April 15 is a tough day for many taxpayers, who are likely to ponder some big questions as they write out checks to Uncle Sam.
Among those thoughts may be where those hard-earned tax dollars are actually spent. For many consumers, wrangling with the tax code is bad enough. But on top of that, your payments may seem as if they're getting sucked into a black hole, while politicians rail about out-of-control foreign aid spending and medical research funding.
But the truth is out there, thanks to think-tanks such as the Center on Budget and Policy Priorities. The biggest federal expenses are Social Security, defense, and major health programs like Medicare and Medicaid. Together, those three programs eat up about two-thirds of federal spending.
"People are often surprised by how much of the federal budget comes down to Social Security, Medicare and defense," Loren Adler, research director at the Committee for a Responsible Federal Budget, told The Wall Street Journal. "When I ask what they want to cut, usually the first item is foreign aid -- but it's very small."
Some of the programs taxpayers love to hate consume mere slivers of the budget, according to the nonpartisan Committee for a Responsible Budget. Out of every $100 dollars in paid taxes, only 97 cents go toward foreign aid. Food stamps, a bugbear of some conservatives, only takes up $2.39 of every $100. Education, meanwhile, is even less, at just $1.32.
Some of the programs that receive the smallest share of federal spending are on the chopping block under the proposed budget from Rep. Paul Ryan, R.-Wisconsin. The conservative plan, approved by the House last week, would cut cultural programs such as the National Endowment for the Arts, which receives about 0.012 percent of federal spending. To be sure, Ryan is also proposing cuts to big-spending social programs such as Medicaid, although the plan would boost defense spending.
But before decrying the government's out-of-control funding on, say, medical research (2 percent of spending), taxpayers should first consider whether the programs actually provide a public good, the Center on Budget and Policy Priorities advises.
"While critics often decry 'government spending,' it is important to look beyond the rhetoric and determine whether the actual public services that government provides are valuable. To the extent that such services are worth paying for, the only way to do so is ultimately with tax revenue," the group says.
Taxes are inevitable, of course. It doesn't mean you're going to enjoy preparing your tax filings -- more than half of Americans either hate or dislike doing their taxes -- but on the other hand, those dollars are also helping to build and maintain national infrastructure (3 percent of spending.)
And after your taxes are filed and the checks written or refunds deposited, there's yet another day to celebrate: April 21, also known as Tax Freedom Day.
Just six days after the 2013 tax deadline, the nation will have earned enough money so far this year to pay its total 2014 federal tax bill, according to the non-partisan think tank the Tax Foundation.

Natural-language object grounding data
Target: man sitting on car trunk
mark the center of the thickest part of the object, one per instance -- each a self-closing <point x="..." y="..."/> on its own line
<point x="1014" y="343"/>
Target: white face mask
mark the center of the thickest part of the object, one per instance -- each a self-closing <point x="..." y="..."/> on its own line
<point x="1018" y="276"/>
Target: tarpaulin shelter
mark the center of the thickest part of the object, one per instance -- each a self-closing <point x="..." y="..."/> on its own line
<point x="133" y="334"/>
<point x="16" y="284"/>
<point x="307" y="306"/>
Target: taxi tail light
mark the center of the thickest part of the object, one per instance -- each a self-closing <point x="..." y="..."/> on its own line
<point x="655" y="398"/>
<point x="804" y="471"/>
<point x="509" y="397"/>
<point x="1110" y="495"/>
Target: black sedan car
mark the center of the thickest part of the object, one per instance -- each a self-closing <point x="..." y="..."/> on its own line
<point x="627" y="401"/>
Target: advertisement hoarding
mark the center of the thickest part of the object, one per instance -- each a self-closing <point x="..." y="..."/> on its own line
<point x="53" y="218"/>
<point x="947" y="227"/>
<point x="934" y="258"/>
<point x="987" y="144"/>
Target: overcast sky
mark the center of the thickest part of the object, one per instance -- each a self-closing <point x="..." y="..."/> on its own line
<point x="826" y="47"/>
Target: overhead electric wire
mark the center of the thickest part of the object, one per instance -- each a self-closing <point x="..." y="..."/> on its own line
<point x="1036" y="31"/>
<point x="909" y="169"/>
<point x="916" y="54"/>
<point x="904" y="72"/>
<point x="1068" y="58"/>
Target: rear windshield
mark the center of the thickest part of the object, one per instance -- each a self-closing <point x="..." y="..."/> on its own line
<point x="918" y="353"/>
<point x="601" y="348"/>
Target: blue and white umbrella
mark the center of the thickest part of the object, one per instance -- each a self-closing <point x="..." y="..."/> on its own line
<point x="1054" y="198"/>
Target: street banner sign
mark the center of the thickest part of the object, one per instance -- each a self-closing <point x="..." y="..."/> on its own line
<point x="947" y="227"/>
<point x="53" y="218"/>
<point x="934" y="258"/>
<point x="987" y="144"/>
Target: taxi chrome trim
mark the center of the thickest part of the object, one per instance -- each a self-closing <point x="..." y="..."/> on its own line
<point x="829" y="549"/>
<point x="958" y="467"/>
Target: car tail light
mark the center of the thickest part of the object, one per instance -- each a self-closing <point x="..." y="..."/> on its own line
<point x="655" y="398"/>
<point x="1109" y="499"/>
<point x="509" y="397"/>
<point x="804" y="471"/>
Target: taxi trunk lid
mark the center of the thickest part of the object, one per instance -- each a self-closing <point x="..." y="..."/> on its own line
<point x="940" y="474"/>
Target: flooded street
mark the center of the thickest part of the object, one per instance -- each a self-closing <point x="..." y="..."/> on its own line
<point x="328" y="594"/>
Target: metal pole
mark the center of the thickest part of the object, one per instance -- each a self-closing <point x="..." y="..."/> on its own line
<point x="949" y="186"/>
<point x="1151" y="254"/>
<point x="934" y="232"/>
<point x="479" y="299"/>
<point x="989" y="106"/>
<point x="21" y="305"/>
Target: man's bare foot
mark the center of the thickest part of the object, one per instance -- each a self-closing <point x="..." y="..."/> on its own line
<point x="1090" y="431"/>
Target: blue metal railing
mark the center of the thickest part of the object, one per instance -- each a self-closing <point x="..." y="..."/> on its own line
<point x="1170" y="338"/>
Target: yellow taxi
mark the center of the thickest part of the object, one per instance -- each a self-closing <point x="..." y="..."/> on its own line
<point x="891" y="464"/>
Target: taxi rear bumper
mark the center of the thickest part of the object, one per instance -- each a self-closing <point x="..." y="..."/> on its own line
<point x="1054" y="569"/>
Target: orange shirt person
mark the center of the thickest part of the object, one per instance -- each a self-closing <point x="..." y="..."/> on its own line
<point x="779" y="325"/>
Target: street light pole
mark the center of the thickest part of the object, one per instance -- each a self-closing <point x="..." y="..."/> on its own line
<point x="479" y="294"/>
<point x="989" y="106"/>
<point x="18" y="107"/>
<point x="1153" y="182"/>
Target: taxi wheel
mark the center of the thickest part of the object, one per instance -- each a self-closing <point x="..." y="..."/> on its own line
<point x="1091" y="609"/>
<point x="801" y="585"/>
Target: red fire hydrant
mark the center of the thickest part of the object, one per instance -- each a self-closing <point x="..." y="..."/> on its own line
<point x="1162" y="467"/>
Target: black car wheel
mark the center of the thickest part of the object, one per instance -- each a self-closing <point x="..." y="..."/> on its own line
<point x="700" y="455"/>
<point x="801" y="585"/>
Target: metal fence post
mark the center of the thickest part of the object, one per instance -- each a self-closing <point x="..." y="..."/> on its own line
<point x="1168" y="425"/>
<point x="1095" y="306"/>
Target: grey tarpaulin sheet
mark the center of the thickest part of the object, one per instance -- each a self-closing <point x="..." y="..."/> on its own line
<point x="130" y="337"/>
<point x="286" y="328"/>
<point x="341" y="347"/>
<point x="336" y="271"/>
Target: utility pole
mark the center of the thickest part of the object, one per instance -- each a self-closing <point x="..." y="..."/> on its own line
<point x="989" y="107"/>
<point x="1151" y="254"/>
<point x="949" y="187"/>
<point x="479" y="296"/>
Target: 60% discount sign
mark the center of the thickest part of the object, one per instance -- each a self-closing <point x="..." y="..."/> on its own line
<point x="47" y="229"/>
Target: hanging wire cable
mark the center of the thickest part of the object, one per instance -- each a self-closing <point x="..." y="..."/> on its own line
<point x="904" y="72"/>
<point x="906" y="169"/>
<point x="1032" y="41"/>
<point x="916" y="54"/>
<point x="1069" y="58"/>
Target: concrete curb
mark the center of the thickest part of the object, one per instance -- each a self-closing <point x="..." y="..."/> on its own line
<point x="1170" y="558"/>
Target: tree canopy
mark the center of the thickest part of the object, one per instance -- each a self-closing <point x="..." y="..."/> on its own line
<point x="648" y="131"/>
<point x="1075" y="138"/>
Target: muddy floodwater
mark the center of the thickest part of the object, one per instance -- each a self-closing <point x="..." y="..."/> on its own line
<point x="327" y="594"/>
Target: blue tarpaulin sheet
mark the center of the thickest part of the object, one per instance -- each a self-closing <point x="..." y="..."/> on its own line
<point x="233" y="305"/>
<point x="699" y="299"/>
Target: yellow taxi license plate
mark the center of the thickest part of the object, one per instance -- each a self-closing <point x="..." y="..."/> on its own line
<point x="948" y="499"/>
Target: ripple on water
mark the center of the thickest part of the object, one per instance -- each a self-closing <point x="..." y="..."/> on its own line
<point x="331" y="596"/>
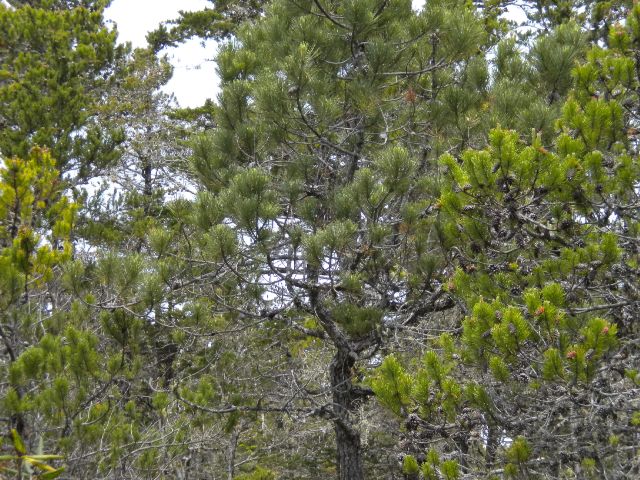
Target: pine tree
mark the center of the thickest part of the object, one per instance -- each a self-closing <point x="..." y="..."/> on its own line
<point x="317" y="174"/>
<point x="56" y="65"/>
<point x="539" y="380"/>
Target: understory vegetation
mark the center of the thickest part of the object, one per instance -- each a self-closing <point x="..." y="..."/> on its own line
<point x="402" y="243"/>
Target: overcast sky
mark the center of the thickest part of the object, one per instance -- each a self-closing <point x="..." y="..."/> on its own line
<point x="194" y="78"/>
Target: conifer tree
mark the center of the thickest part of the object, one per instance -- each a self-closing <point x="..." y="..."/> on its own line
<point x="56" y="64"/>
<point x="540" y="377"/>
<point x="321" y="158"/>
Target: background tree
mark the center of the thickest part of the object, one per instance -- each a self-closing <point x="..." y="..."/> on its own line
<point x="539" y="378"/>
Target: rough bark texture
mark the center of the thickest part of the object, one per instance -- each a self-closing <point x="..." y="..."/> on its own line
<point x="348" y="446"/>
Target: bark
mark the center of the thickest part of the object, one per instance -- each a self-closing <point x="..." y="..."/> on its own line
<point x="348" y="445"/>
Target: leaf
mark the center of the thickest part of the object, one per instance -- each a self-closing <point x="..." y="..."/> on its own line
<point x="53" y="474"/>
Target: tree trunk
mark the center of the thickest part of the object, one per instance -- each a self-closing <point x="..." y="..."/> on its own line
<point x="348" y="447"/>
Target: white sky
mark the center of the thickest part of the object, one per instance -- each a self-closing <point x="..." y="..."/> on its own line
<point x="194" y="77"/>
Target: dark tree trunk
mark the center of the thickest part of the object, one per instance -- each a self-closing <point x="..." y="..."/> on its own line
<point x="348" y="446"/>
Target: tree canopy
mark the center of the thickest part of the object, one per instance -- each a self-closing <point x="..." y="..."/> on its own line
<point x="404" y="244"/>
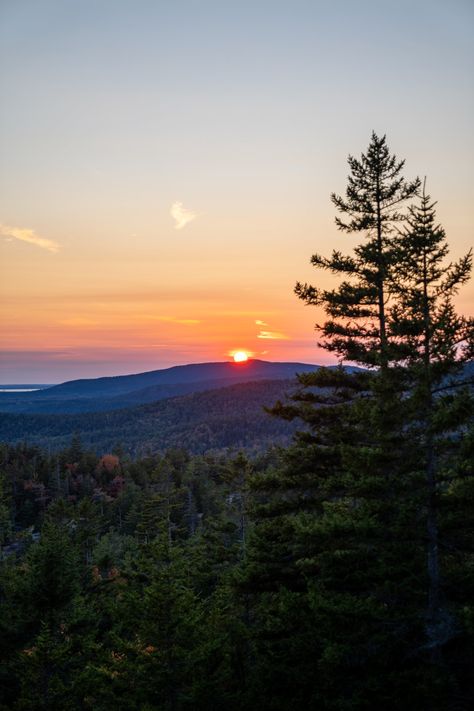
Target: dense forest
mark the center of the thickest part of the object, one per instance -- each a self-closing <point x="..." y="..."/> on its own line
<point x="230" y="417"/>
<point x="334" y="574"/>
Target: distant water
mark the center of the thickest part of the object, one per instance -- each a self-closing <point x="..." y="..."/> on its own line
<point x="22" y="388"/>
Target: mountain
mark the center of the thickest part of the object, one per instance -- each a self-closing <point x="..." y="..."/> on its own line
<point x="232" y="416"/>
<point x="112" y="393"/>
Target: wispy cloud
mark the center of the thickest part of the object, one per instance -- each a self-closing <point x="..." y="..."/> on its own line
<point x="181" y="215"/>
<point x="265" y="334"/>
<point x="272" y="335"/>
<point x="25" y="234"/>
<point x="172" y="319"/>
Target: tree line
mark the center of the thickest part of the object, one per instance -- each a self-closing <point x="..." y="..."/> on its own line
<point x="334" y="574"/>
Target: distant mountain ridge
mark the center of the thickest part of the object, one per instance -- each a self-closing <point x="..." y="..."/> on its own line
<point x="229" y="417"/>
<point x="116" y="392"/>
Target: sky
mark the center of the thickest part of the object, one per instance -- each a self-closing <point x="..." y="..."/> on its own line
<point x="166" y="167"/>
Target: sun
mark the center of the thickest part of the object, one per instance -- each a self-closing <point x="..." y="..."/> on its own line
<point x="240" y="357"/>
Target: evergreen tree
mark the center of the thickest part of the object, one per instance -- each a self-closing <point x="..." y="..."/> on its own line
<point x="375" y="195"/>
<point x="435" y="343"/>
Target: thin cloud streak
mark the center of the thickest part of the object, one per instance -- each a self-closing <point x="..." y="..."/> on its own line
<point x="24" y="234"/>
<point x="272" y="335"/>
<point x="181" y="215"/>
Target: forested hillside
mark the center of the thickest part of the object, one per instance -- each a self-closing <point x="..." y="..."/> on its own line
<point x="332" y="574"/>
<point x="215" y="420"/>
<point x="113" y="393"/>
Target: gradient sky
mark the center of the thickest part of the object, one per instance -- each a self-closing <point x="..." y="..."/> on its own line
<point x="230" y="120"/>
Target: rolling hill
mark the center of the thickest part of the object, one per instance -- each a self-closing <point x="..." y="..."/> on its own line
<point x="217" y="419"/>
<point x="112" y="393"/>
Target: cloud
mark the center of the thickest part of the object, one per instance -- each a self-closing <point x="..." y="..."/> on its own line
<point x="26" y="235"/>
<point x="181" y="215"/>
<point x="272" y="335"/>
<point x="172" y="319"/>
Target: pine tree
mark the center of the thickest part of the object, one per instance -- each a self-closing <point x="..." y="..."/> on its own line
<point x="435" y="344"/>
<point x="375" y="195"/>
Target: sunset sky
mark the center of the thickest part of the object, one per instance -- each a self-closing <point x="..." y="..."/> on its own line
<point x="166" y="167"/>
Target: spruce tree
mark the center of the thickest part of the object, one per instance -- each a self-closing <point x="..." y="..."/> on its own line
<point x="375" y="195"/>
<point x="435" y="344"/>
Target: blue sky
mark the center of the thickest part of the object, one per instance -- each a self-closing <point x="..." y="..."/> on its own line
<point x="243" y="112"/>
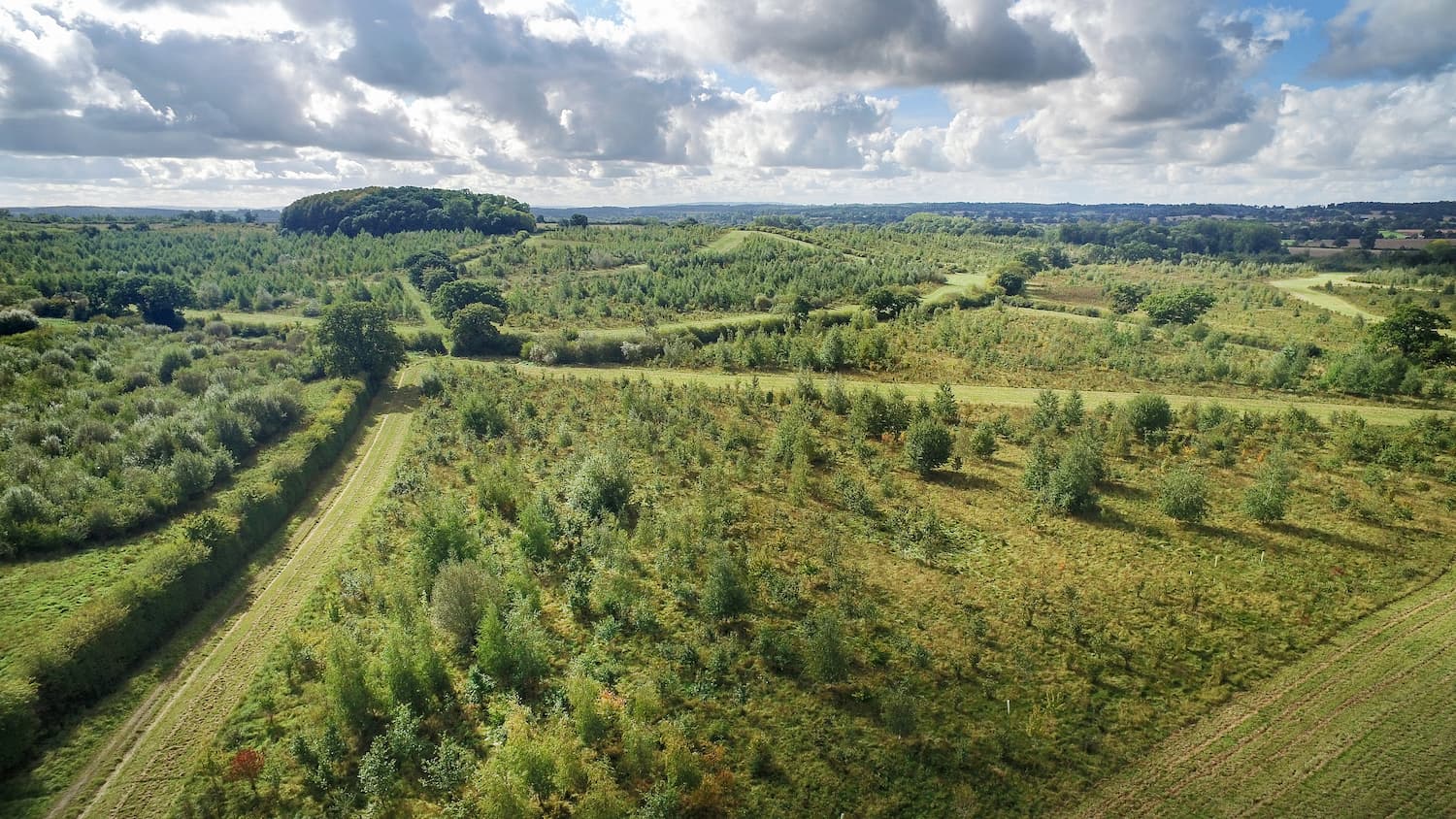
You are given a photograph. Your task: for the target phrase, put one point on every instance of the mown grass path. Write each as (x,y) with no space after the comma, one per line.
(140,770)
(1305,290)
(1360,726)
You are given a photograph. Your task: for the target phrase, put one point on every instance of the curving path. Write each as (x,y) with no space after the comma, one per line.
(140,770)
(1307,290)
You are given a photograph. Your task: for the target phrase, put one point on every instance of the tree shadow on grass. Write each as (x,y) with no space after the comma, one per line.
(961,480)
(1126,492)
(1107,518)
(1337,539)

[TASK LIST]
[a] From the article on federal tax spending, list every program or spending area whose share of federal spending is given as a dollar-and-cent amount per $100 or as a percentage, along with that figure.
[b] Copy the passage of the tax-spending article between "Among those thoughts" and "medical research funding.", inclusive.
The items are separate material and have no connection to the article on federal tax spending.

[RESPONSES BY TASK]
[a]
- Foreign aid: 97 cents of every $100
- Food stamps: $2.39 of every $100
- Education: $1.32 of every $100
- National Endowment for the Arts: about 0.012 percent
- Medical research: 2 percent
- National infrastructure: 3 percent

[b]
Among those thoughts may be where those hard-earned tax dollars are actually spent. For many consumers, wrangling with the tax code is bad enough. But on top of that, your payments may seem as if they're getting sucked into a black hole, while politicians rail about out-of-control foreign aid spending and medical research funding.